» **Source data**
-=-=-=-=-

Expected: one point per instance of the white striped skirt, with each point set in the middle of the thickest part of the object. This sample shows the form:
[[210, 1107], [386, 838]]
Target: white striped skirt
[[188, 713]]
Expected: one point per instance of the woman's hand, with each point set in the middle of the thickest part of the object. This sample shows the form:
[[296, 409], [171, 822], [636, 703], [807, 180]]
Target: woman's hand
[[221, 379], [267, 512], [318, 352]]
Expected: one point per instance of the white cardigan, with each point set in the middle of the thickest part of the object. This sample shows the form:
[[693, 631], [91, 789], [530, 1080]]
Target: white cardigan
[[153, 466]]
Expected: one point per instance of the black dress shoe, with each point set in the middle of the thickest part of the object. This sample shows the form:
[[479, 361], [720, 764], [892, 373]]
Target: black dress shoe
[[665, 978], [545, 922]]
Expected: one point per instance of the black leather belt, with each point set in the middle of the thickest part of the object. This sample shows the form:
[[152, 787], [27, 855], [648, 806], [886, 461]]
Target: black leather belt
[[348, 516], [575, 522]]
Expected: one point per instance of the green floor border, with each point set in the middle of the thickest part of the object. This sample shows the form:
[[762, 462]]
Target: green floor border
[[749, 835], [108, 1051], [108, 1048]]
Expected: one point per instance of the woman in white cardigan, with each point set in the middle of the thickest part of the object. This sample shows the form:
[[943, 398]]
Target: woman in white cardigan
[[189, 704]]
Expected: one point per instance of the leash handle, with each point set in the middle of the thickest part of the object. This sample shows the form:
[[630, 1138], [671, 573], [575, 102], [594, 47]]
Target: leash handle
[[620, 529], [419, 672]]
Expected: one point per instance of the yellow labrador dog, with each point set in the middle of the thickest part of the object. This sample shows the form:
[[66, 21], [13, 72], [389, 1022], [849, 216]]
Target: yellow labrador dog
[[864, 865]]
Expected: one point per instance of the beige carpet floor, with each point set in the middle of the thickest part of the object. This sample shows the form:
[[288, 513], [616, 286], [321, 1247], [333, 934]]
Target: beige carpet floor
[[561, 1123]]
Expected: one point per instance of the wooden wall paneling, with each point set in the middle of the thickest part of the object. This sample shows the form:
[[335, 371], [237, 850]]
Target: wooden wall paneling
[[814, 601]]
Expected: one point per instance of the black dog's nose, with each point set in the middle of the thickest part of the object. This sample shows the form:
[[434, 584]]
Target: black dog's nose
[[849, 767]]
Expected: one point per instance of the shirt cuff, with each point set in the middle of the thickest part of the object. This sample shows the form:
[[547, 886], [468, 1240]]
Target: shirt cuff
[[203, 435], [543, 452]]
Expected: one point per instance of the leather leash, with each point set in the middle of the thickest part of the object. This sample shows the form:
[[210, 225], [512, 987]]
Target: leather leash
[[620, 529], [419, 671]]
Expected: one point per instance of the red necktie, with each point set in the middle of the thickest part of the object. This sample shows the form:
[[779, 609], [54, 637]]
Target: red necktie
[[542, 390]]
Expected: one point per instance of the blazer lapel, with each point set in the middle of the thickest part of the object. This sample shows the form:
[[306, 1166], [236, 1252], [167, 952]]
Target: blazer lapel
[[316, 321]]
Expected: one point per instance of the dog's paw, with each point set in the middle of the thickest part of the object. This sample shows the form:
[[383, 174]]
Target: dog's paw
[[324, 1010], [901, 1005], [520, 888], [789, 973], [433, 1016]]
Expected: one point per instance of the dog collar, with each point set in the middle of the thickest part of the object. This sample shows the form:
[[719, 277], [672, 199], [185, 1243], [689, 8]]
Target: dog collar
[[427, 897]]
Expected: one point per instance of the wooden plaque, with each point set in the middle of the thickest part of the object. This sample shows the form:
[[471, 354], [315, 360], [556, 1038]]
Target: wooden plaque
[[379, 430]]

-=-=-=-=-

All the lines above need to be printed again, exactly.

» **Answer section**
Expected: one point per instance of the white striped skirt, with each point set in the middle of the thickest part of the object. This sample shows the form:
[[210, 1107], [386, 838]]
Target: white striped skirt
[[188, 713]]
Expected: one point per instance of the woman's hand, with each point set in the middle of the thickest part of the object. This sample shows the form:
[[296, 409], [171, 822], [636, 703], [807, 180]]
Target: woman's hand
[[221, 379], [267, 512], [318, 352]]
Expected: one point per instance of the white cardigan, with each point set in the middle of the thickest part of the object. This sample shows the form:
[[693, 631], [91, 789], [530, 1080]]
Target: white cardigan
[[153, 466]]
Expected: one point per instance of the black dress shoe, with each point set in the middle of the thickest part of the object. This sample shows the form:
[[479, 361], [720, 764], [892, 373]]
Target: black dress shoe
[[665, 978], [545, 922]]
Expected: one point per instance of the black leather belt, with each point set in the middle of the thickest part of the object. This sample shows the form:
[[152, 787], [27, 855], [648, 806], [886, 461]]
Target: black leather belt
[[348, 516], [575, 522]]
Expected: one point per instance of the green floor border, with each point set in the middle of the thickest part of the object. This sample shows the form:
[[762, 462]]
Target: green floor border
[[749, 835], [108, 1051], [108, 1048]]
Expected: one point per instance of the woman in white cardigan, with each point set in the middle of the thickest part of the object. This sample shows the form:
[[943, 398]]
Target: woman in white cardigan
[[189, 704]]
Expected: one point per instance of the leash handle, with each point set in the middle of the thickest part of the object. This sample shows the form:
[[630, 1138], [671, 573], [575, 102], [594, 47]]
Target: leash handle
[[620, 529], [419, 672]]
Expected: one point per instance of the yellow labrador dog, with each point set in the middle of the thickest part of the object. This sample shows the form:
[[66, 21], [13, 72], [389, 1022], [849, 216]]
Target: yellow labrador dog
[[864, 865]]
Expected: one point per instance of the beige carpet floor, with each point set in the middle of the thickest part of the object. This sample shows the form:
[[288, 513], [616, 286], [321, 1247], [333, 934]]
Target: beige carpet floor
[[561, 1123]]
Expected: one point per instance of the wooden wall paneling, with each point set in the middle of the thickest part of the object. This sample shows the form:
[[335, 371], [237, 850]]
Target: wooden wall paneling
[[814, 601]]
Expected: one point per instance of the black dog's nose, with each point set in the middle of the thickest part of the object. This sample shows the form:
[[434, 584]]
Target: black dog's nose
[[849, 767]]
Expected: one point per instance of the shirt cuff, with each point set in the middle of the thickest part of the object. This sample shows the form:
[[547, 886], [468, 1240]]
Target: shirt cuff
[[203, 435], [543, 452]]
Expected: one point per instance of the leather leash, with each point set in the middle of the thickest part of the object. This sample shows the form:
[[210, 225], [512, 987]]
Target: leather leash
[[620, 529], [419, 671]]
Expected: one point per instance of the red necktie, with each point set in the middle of the thickest part of the object. This sample shows the form:
[[779, 609], [54, 637]]
Target: red necktie
[[542, 390]]
Expected: one point per instance of the blazer lapel, with each point set in the middle of the thickest part of the object. This sample shows the form:
[[306, 1166], [236, 1252], [167, 952]]
Target: blazer lapel
[[316, 321]]
Expected: one point per instance of the dog's paw, with each point set in the middle of the thickest part of the object. This sample shows the form:
[[383, 174]]
Target: dog's paw
[[324, 1010], [901, 1005], [520, 888], [789, 973], [433, 1016]]
Expected: one point per instance of the dog collar, with each point set in the middle of the thickest part of the object. This sample shows the form:
[[719, 277], [672, 199], [185, 1243], [689, 8]]
Target: dog collar
[[427, 897]]
Expected: one point per instance of the wooden plaque, with each point set in the middle of the thickest part of the object. This sample shows the form:
[[471, 354], [315, 360], [556, 1038]]
Target: wooden plaque
[[379, 430]]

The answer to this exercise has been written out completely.